WORK REQUIRED :: Retype all of the data below line for line, leaving out the pictures.

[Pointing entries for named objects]
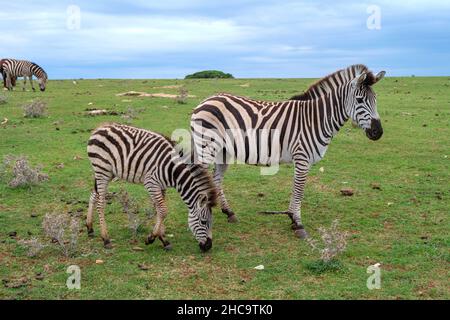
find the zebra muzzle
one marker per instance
(375, 131)
(205, 246)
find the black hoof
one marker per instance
(206, 245)
(107, 244)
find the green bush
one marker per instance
(209, 74)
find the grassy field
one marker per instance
(404, 226)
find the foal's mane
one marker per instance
(325, 85)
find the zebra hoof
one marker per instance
(301, 233)
(107, 244)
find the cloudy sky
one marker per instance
(248, 38)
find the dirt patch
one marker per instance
(176, 86)
(151, 95)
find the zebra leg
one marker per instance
(92, 204)
(159, 230)
(32, 85)
(294, 212)
(219, 171)
(101, 188)
(8, 81)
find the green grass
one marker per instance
(409, 237)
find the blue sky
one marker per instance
(248, 38)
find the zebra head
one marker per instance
(200, 221)
(362, 104)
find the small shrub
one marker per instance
(33, 245)
(182, 96)
(22, 174)
(63, 230)
(321, 266)
(35, 109)
(334, 242)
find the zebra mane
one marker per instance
(41, 69)
(325, 85)
(200, 175)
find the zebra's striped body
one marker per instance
(13, 69)
(3, 73)
(227, 128)
(140, 156)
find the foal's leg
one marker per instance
(219, 171)
(89, 218)
(32, 85)
(101, 188)
(8, 81)
(294, 211)
(158, 197)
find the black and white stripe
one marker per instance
(144, 157)
(12, 69)
(227, 128)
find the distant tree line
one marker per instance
(208, 74)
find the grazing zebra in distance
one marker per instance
(13, 69)
(3, 73)
(301, 127)
(141, 156)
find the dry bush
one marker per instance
(22, 174)
(182, 96)
(3, 99)
(63, 230)
(334, 242)
(35, 109)
(33, 245)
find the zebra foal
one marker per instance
(12, 69)
(144, 157)
(226, 127)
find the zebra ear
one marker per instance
(359, 80)
(379, 76)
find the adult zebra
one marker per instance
(3, 73)
(140, 156)
(12, 69)
(227, 128)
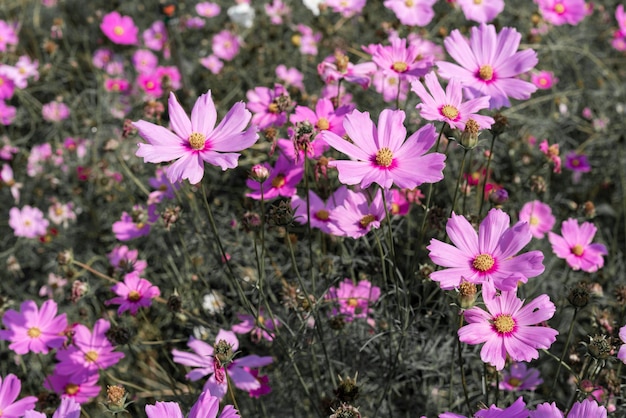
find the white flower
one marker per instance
(242, 14)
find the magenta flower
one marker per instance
(487, 258)
(520, 377)
(544, 80)
(539, 217)
(356, 216)
(448, 106)
(412, 12)
(352, 301)
(27, 222)
(9, 391)
(196, 140)
(33, 329)
(89, 352)
(489, 64)
(560, 12)
(400, 59)
(322, 213)
(507, 328)
(119, 29)
(80, 388)
(576, 248)
(202, 359)
(381, 155)
(282, 181)
(133, 293)
(252, 325)
(481, 11)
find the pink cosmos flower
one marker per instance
(8, 36)
(412, 12)
(520, 377)
(80, 388)
(10, 388)
(357, 215)
(89, 351)
(544, 80)
(382, 155)
(487, 258)
(196, 140)
(268, 105)
(400, 59)
(322, 213)
(489, 64)
(207, 406)
(539, 217)
(576, 248)
(145, 61)
(32, 329)
(225, 45)
(27, 222)
(560, 12)
(133, 293)
(507, 328)
(55, 111)
(119, 29)
(481, 11)
(202, 358)
(252, 325)
(353, 301)
(136, 224)
(282, 181)
(448, 106)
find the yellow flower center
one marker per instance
(33, 332)
(578, 250)
(134, 296)
(273, 108)
(486, 72)
(366, 220)
(504, 323)
(91, 356)
(384, 157)
(322, 124)
(322, 215)
(197, 140)
(278, 181)
(71, 389)
(399, 66)
(449, 111)
(483, 262)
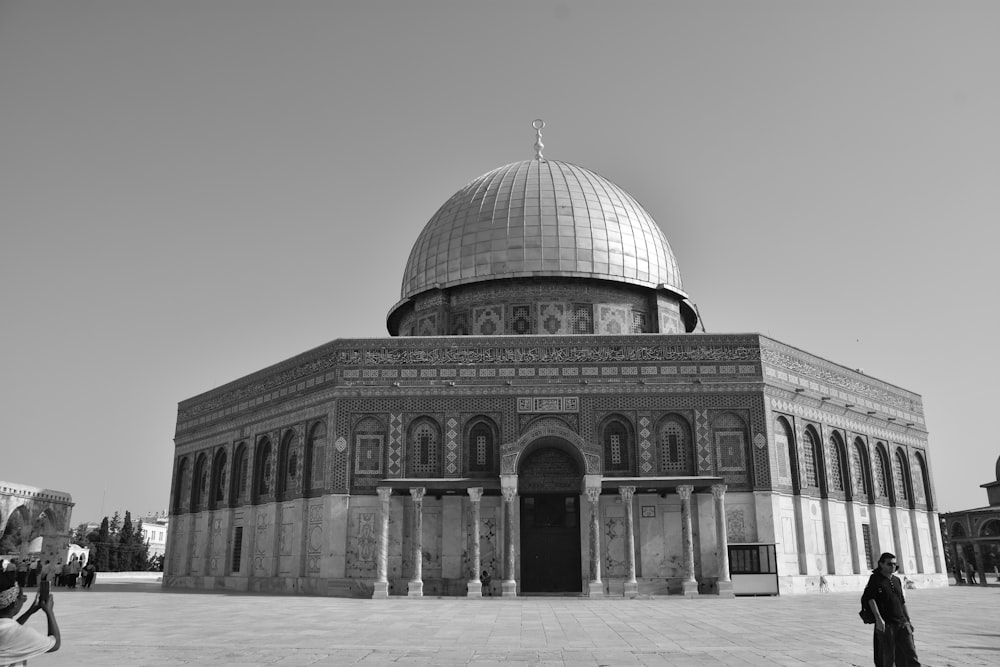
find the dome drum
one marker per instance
(539, 306)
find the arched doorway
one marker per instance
(549, 482)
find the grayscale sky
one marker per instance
(193, 190)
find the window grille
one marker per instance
(900, 477)
(858, 469)
(881, 481)
(237, 548)
(836, 474)
(809, 476)
(674, 458)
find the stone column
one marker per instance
(690, 584)
(631, 585)
(475, 585)
(918, 552)
(956, 564)
(596, 586)
(977, 552)
(722, 540)
(415, 589)
(509, 585)
(381, 586)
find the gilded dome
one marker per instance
(538, 218)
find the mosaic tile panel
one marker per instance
(395, 462)
(452, 463)
(646, 462)
(703, 441)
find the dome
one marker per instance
(540, 218)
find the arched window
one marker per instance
(238, 485)
(859, 470)
(181, 485)
(369, 439)
(263, 471)
(617, 445)
(784, 443)
(990, 528)
(315, 468)
(881, 472)
(290, 473)
(731, 448)
(219, 479)
(836, 455)
(481, 446)
(900, 477)
(425, 448)
(810, 464)
(676, 452)
(199, 494)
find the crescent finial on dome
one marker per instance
(538, 124)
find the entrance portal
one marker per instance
(549, 481)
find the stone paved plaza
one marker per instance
(138, 623)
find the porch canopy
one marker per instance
(661, 485)
(437, 486)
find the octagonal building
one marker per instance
(545, 414)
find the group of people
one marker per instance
(29, 572)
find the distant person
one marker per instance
(17, 642)
(893, 641)
(89, 574)
(74, 573)
(22, 572)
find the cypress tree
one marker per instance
(103, 542)
(126, 544)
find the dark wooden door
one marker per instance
(550, 544)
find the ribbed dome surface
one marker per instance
(540, 218)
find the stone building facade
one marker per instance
(544, 412)
(972, 537)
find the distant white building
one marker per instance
(154, 531)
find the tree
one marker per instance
(103, 559)
(79, 536)
(126, 543)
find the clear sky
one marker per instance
(193, 190)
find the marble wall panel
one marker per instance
(362, 539)
(336, 526)
(614, 538)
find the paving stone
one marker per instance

THE SOLUTION ::
find the zebra muzzle
one marker per instance
(375, 131)
(205, 246)
find the black hoof
one marker per instance
(206, 245)
(107, 244)
find the green bush
one marker per instance
(209, 74)
find the grassy field
one marker per instance
(404, 226)
find the foal's mane
one marker per instance
(325, 85)
find the zebra hoof
one marker per instance
(301, 233)
(107, 244)
find the cloudy sky
one marker per instance
(248, 38)
find the dirt patch
one marker per instance
(176, 86)
(151, 95)
find the zebra leg
one marker per instance
(92, 204)
(159, 230)
(32, 85)
(294, 212)
(219, 171)
(101, 188)
(8, 81)
find the green grass
one marker per instance
(409, 237)
find the blue sky
one marker per instance
(248, 38)
find the zebra head
one marker per instance
(200, 221)
(362, 104)
find the small shrub
one marker per instance
(33, 245)
(182, 96)
(22, 174)
(63, 230)
(321, 266)
(35, 109)
(334, 242)
find the zebra mane
one marker per instance
(41, 69)
(325, 85)
(200, 175)
find the zebra's striped body
one marker per instance
(13, 69)
(3, 73)
(227, 128)
(140, 156)
find the foal's leg
one marker per instance
(219, 171)
(89, 218)
(32, 85)
(101, 188)
(8, 81)
(294, 211)
(158, 197)
find the black and white stripe
one marker per instance
(144, 157)
(12, 69)
(227, 128)
find the distant tree line
one marker per instance
(208, 74)
find the grazing zebra in distance
one marker per instance
(13, 69)
(3, 73)
(301, 127)
(141, 156)
find the dry bush
one marker per instance
(22, 174)
(182, 96)
(3, 99)
(63, 230)
(334, 242)
(35, 109)
(33, 245)
find the zebra foal
one marker per instance
(12, 69)
(144, 157)
(226, 127)
find the zebra ear
one marker per instance
(359, 80)
(379, 76)
find the adult zebra
one marker per instance
(3, 73)
(140, 156)
(12, 69)
(227, 128)
find the white flower
one marker per instance
(242, 14)
find the magenta flower
one marker per instance
(487, 258)
(520, 377)
(544, 80)
(539, 217)
(356, 216)
(448, 106)
(412, 12)
(352, 301)
(27, 222)
(9, 391)
(196, 140)
(33, 329)
(89, 352)
(489, 64)
(560, 12)
(400, 59)
(322, 213)
(507, 328)
(119, 29)
(80, 388)
(576, 248)
(202, 359)
(381, 155)
(282, 181)
(133, 293)
(252, 325)
(481, 11)
find the pink cosmos flower
one marker per instance
(8, 36)
(412, 12)
(520, 377)
(80, 388)
(10, 388)
(357, 215)
(89, 351)
(544, 80)
(382, 155)
(487, 258)
(196, 140)
(268, 105)
(400, 59)
(322, 213)
(489, 64)
(207, 406)
(539, 217)
(576, 248)
(145, 61)
(32, 329)
(225, 45)
(27, 222)
(560, 12)
(133, 293)
(507, 328)
(55, 111)
(119, 29)
(481, 11)
(202, 358)
(252, 325)
(353, 301)
(136, 224)
(282, 181)
(448, 106)
find the yellow flower center
one marker per instance
(33, 332)
(578, 250)
(134, 296)
(273, 108)
(486, 72)
(366, 220)
(504, 323)
(91, 356)
(384, 157)
(322, 124)
(322, 215)
(197, 140)
(278, 181)
(71, 389)
(399, 66)
(449, 111)
(483, 262)
find the dome drum
one marker per instance
(539, 306)
find the arched doorway
one marker per instance
(549, 482)
find the grayscale sky
one marker per instance
(193, 190)
find the window grille
one marker per instance
(900, 477)
(858, 469)
(881, 481)
(237, 548)
(836, 474)
(809, 476)
(674, 458)
find the stone column
one marker per instance
(690, 584)
(631, 585)
(475, 585)
(918, 552)
(956, 564)
(596, 586)
(977, 552)
(722, 540)
(415, 589)
(509, 585)
(381, 586)
find the gilded dome
one marker per instance
(538, 218)
find the mosaic tile panel
one marker per instance
(395, 462)
(452, 463)
(646, 462)
(703, 441)
find the dome
one marker per instance
(540, 218)
find the arched window
one marker per instance
(238, 485)
(859, 470)
(181, 485)
(369, 439)
(263, 471)
(617, 445)
(784, 443)
(990, 528)
(315, 468)
(881, 472)
(290, 473)
(731, 448)
(219, 479)
(836, 455)
(481, 446)
(900, 477)
(425, 448)
(810, 464)
(676, 452)
(199, 494)
find the crescent finial on dome
one marker per instance
(538, 124)
find the entrance portal
one marker per instance
(549, 481)
find the stone paved plaza
one marker per instance
(138, 623)
find the porch canopy
one marker per instance
(661, 485)
(437, 486)
find the octagonal building
one marker per instance
(545, 414)
find the group of people
one marker per instance
(29, 572)
find the distant person
one marker per instance
(17, 642)
(893, 641)
(89, 574)
(74, 573)
(22, 572)
find the cypress tree
one marker per instance
(103, 542)
(126, 544)
find the dark wooden door
one marker per instance
(550, 544)
find the ribbed dome surface
one marker per instance
(540, 218)
find the stone building facade
one marker per instance
(544, 412)
(972, 537)
find the distant white building
one marker per instance
(154, 531)
find the tree
one marker per instance
(103, 559)
(79, 536)
(126, 543)
find the clear sky
one marker per instance
(193, 190)
find the marble wall panel
one marker per instance
(362, 539)
(336, 526)
(614, 538)
find the paving stone
one marker per instance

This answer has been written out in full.